** TEXT PASSAGE follows **

Repeating the same type of performance comparisons against individual ensemble components with top-ranking mean WIS over this period rather than the baseline, we find that QuantMedian and QuantTrained have better overall WIS, with QuantMedian nearly dominating these components and QuantTrained somewhat less consistent; see Figure 4. That ensemble forecasters tend to outperform all other individual forecasters is consistent with recent findings of other authors (Gu, 2020; Burant, 2020; McConnell, 2020). Compared instead against several other experimental ensemble forecasters, QuantMedian and QuantTrained are either competitive or dominate these alternatives. Thus, QuantMedian and QuantTrained are “admissible” in the sense that, in the pool of Hub forecasters and several ensemble methods, their performance is not dominated by any alternative.

Fig. 4. Mean weighted interval score by forecast horizon and forecast time for two ensemble methods and two top-ranking individual components (in terms of mean WIS); each point averages WIS over all locations. Evaluations are limited to test instances where forecasts are available for all four systems, resulting in a slightly different test set than in Figure 3, due to a different set of forecasters being analyzed. Different sets of weeks are shown for each horizon because additional weeks of observed data are needed to provide ground-truth evaluation data at longer horizons for the forecasts made in late September and early October.

Discussion

The performance comparisons above indicate that both QuantMedian and QuantTrained would fulfill the purpose of providing a single set of forecasts with good performance relative to their components. The simplicity and higher robustness of the QuantMedian approach support its current use (as of late October 2020) as the “official” ensemble being implemented by the Hub and visualized on the CDC COVID-19 Forecasting website (Figure 1) (Center for Disease Control and Prevention, 2020). The performance gains moving from an untrained mean approach to either a trained mean or untrained median method suggest additional work to investigate a trained median approach, and in updated experiments over the last few weeks, such a method has started to show competitive results. However, the range and breadth of approaches explored alongside the particular QuantTrained method above that did not exhibit significant improvements over the simple QuantMedian method (details not shown in this post) suggest that for the early months of forecasting, where limited historical data were available and component models were rapidly evolving, there may truly have been limited room for improvement. Additional investigations are ongoing to identify what the central obstacles to improvement in ensemble accuracy are (e.g., variability in individual model performance over time, lack of a predictable signal in the observed data, lack of sufficient training data) and which approaches show the most promise for improving ensemble accuracy in the coming months.

** End of TEXT PASSAGE **
** PROVIDED INFORMATION follows **

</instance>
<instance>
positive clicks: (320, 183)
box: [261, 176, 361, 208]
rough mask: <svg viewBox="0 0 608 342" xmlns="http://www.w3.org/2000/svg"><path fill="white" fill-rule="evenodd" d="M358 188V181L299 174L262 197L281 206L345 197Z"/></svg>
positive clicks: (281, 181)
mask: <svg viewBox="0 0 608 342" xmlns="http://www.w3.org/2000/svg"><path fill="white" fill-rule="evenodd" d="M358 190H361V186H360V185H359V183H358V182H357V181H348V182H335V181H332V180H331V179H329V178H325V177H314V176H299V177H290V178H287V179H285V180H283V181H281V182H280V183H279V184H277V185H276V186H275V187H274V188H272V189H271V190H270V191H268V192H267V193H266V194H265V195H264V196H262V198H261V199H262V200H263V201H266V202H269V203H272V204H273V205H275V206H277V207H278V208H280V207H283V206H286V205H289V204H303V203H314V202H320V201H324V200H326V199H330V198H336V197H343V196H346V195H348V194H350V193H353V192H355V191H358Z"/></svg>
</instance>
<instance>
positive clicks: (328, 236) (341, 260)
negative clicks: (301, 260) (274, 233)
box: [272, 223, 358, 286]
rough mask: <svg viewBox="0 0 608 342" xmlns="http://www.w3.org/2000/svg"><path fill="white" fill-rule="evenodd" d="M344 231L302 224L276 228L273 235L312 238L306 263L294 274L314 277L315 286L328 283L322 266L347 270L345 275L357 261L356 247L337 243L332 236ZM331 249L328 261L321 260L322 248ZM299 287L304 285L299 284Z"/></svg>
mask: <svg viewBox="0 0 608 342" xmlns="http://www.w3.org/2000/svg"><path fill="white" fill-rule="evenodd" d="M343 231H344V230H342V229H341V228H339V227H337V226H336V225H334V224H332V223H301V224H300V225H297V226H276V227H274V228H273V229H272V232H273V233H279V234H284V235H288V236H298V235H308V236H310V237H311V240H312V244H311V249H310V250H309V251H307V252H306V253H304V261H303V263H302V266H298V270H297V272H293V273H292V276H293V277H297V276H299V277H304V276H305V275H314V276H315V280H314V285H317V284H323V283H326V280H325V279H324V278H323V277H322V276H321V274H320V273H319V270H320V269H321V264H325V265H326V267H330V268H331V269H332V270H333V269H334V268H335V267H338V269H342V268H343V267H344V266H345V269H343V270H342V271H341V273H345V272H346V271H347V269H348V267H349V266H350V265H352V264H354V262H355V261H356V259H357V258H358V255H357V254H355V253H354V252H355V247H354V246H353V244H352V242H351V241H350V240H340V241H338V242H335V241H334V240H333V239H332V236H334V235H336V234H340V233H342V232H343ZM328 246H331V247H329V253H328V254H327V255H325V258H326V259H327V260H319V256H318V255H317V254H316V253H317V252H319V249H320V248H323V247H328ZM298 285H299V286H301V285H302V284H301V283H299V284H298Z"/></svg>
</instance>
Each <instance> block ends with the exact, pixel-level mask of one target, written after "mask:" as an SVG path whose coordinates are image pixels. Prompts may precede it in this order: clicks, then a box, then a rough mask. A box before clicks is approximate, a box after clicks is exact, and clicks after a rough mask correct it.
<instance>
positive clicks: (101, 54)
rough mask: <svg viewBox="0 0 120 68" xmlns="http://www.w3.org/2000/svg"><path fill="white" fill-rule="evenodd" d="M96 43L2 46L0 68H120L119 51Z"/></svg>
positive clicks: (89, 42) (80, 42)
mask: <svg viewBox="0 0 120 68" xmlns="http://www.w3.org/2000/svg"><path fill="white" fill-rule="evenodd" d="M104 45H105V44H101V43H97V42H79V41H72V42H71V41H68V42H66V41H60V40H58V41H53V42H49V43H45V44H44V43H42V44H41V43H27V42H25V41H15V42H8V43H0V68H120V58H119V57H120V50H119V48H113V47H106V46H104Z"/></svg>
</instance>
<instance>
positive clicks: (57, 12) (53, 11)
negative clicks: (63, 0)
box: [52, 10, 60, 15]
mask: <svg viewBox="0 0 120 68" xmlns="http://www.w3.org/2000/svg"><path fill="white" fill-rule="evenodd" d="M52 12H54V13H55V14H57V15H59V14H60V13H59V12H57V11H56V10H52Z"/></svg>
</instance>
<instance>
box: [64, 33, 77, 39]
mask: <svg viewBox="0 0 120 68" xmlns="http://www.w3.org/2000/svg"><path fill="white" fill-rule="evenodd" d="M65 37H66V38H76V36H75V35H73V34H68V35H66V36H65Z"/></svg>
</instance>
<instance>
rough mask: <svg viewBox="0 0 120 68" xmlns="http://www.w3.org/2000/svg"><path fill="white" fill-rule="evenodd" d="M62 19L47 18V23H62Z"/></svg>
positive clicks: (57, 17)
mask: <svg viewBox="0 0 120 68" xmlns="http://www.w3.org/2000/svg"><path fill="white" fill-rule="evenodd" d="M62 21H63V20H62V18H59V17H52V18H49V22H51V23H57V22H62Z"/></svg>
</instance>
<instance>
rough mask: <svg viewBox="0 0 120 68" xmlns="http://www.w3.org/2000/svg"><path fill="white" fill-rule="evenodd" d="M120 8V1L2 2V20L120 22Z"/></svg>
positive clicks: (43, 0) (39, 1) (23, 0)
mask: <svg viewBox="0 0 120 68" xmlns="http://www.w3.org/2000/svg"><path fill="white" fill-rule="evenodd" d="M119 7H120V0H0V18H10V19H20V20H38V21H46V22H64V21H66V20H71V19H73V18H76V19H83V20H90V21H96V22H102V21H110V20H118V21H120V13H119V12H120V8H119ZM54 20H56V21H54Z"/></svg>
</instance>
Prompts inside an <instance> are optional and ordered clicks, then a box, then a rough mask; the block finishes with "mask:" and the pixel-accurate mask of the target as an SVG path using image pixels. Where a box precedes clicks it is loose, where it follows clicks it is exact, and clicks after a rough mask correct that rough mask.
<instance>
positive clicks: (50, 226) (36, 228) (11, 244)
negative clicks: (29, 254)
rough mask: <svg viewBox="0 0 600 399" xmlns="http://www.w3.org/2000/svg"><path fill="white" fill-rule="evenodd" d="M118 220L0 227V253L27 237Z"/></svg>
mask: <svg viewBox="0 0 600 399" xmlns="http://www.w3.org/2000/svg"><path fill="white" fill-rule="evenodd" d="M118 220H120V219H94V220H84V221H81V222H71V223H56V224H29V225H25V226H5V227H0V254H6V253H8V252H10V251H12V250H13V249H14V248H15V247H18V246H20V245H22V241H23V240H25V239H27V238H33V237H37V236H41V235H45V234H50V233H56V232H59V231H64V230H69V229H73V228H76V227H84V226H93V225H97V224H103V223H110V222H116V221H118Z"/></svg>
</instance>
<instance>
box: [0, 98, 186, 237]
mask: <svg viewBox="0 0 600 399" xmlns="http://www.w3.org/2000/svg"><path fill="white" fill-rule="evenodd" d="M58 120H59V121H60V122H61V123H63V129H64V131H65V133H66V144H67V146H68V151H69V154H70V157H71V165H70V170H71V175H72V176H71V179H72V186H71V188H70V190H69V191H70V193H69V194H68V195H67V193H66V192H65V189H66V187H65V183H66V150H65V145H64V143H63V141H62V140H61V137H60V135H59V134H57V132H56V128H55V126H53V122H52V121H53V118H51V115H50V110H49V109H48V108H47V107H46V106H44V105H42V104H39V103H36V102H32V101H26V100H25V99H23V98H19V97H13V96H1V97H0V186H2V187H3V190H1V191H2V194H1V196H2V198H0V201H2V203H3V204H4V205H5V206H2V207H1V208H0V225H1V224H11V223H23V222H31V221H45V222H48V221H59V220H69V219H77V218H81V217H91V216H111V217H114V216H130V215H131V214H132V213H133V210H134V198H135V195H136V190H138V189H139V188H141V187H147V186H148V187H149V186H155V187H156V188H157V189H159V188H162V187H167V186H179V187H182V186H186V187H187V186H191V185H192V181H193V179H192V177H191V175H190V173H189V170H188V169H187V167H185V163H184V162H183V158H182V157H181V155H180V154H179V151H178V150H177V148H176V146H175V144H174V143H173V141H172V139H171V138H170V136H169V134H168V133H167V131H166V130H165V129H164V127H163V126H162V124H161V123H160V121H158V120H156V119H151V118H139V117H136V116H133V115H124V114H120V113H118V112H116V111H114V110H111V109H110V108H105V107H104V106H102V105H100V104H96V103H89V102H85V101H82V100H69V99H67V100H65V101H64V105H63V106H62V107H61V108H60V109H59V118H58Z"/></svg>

** End of PROVIDED INFORMATION **

- **WORK INSTRUCTIONS**
1: Copy out the part of the ensemble forecasting passage word for word, starting at "Repeating the same" and ending at "by any alternative.".
2: List the possible obstacles to better ensemble accuracy that the ensemble forecasting passage gives as examples.

- **EXERCISE RESPONSES**
1:
Repeating the same type of performance comparisons against individual ensemble components with top-ranking mean WIS over this period rather than the baseline, we find that QuantMedian and QuantTrained have better overall WIS, with QuantMedian nearly dominating these components and QuantTrained somewhat less consistent; see Figure 4. That ensemble forecasters tend to outperform all other individual forecasters is consistent with recent findings of other authors (Gu, 2020; Burant, 2020; McConnell, 2020). Compared instead against several other experimental ensemble forecasters, QuantMedian and QuantTrained are either competitive or dominate these alternatives. Thus, QuantMedian and QuantTrained are “admissible” in the sense that, in the pool of Hub forecasters and several ensemble methods, their performance is not dominated by any alternative.

2:
- variability in individual model performance over time
- lack of a predictable signal in the observed data
- lack of sufficient training data